— Information shown —
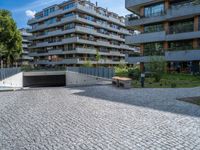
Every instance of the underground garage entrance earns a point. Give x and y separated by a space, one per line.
44 79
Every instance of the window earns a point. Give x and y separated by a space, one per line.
153 28
180 45
52 9
154 10
199 24
181 26
46 12
69 26
68 15
69 6
153 49
50 21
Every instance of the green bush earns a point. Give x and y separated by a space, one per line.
124 71
26 68
157 76
134 73
173 85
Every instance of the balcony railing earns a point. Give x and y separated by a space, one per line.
136 17
181 28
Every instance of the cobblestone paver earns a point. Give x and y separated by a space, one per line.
99 117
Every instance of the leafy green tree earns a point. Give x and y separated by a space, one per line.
98 57
87 64
10 38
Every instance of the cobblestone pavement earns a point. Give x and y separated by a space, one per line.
99 117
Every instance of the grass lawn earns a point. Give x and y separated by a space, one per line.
171 81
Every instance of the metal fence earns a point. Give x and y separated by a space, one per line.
99 71
8 72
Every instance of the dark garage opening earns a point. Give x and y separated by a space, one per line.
44 81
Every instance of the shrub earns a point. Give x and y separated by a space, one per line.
87 64
173 85
134 73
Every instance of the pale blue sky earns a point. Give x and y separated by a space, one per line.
22 9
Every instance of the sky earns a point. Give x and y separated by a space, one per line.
22 10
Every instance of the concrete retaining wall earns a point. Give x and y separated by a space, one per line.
78 79
13 81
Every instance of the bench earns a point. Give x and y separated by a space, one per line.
122 82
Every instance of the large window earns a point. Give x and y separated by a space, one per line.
154 10
199 23
153 49
181 26
69 6
153 28
180 45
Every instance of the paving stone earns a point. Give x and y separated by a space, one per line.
99 117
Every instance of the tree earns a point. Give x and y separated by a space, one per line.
10 38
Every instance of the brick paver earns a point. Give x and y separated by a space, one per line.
99 117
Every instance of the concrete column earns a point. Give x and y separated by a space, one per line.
196 28
166 27
142 49
195 43
142 67
141 29
165 45
196 23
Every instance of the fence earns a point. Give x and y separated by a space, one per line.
99 71
8 72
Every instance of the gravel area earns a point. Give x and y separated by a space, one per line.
99 117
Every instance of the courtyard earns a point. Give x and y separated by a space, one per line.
99 117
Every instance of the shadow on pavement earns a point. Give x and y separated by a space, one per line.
158 99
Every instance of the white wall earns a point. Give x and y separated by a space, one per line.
78 79
13 81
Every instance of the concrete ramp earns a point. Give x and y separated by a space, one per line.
44 79
14 81
79 79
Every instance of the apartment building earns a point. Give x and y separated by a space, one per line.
25 59
169 29
76 32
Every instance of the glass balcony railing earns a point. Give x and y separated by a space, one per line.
181 28
132 17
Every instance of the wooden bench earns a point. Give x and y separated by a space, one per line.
122 82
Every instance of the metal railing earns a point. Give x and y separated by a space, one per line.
8 72
103 72
181 28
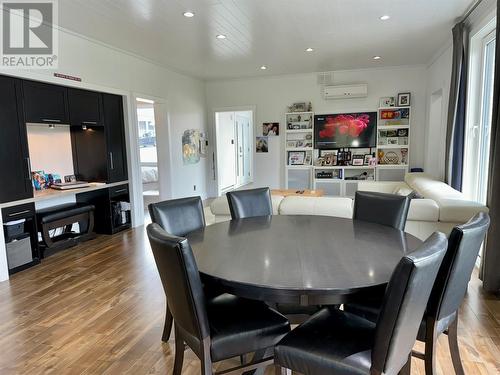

— Work task —
Leave the pictures out, and retype exactly the lines from the one containing "Every instance of the paving" through the last line of the entries above, both included.

— Output below —
Every instance of the paving stone earns a point. Give x and y separated by a space, one per line.
99 117
Every instance of the tree earns a point. Give x and y separated by a space, one per line.
10 38
Every instance of the brick paver earns a point. Give x and y separated by a space, one per line.
99 117
Every instance of the concrete column earns a point. Give x and y separated by a space, one per line.
196 28
166 27
142 49
195 43
142 67
141 29
165 45
196 23
Every instance of the fence earns a point. Give x and y separated by a space, one per line.
99 71
8 72
Every instance of the gravel area earns a point. Give x and y separated by a space, one per line.
99 117
Every instance of the courtyard earns a point. Give x and y separated by a space, one per line.
99 117
Every instance of the shadow on pavement earns a point. Give x and y separated by a space, one per line.
158 99
Every instance of the white wall earns a point. Give x and y separated by a space, one per line.
78 79
13 81
Every instance of the concrete ramp earns a point. Give x and y separated by a space, one per line.
44 79
14 81
79 79
Every instance of the apartment building earns a point. Give x and y separated by a space, one per line.
25 59
169 29
76 32
Every instance of the glass balcony railing earns a point. Give x and y separated by a space, one per line.
181 28
132 17
Every instance of the wooden bench earns a point. Give x and y separated by a space, one per line.
122 82
Every instance of the metal railing earns a point. Give x and y separated by a space, one per line.
8 72
103 72
181 28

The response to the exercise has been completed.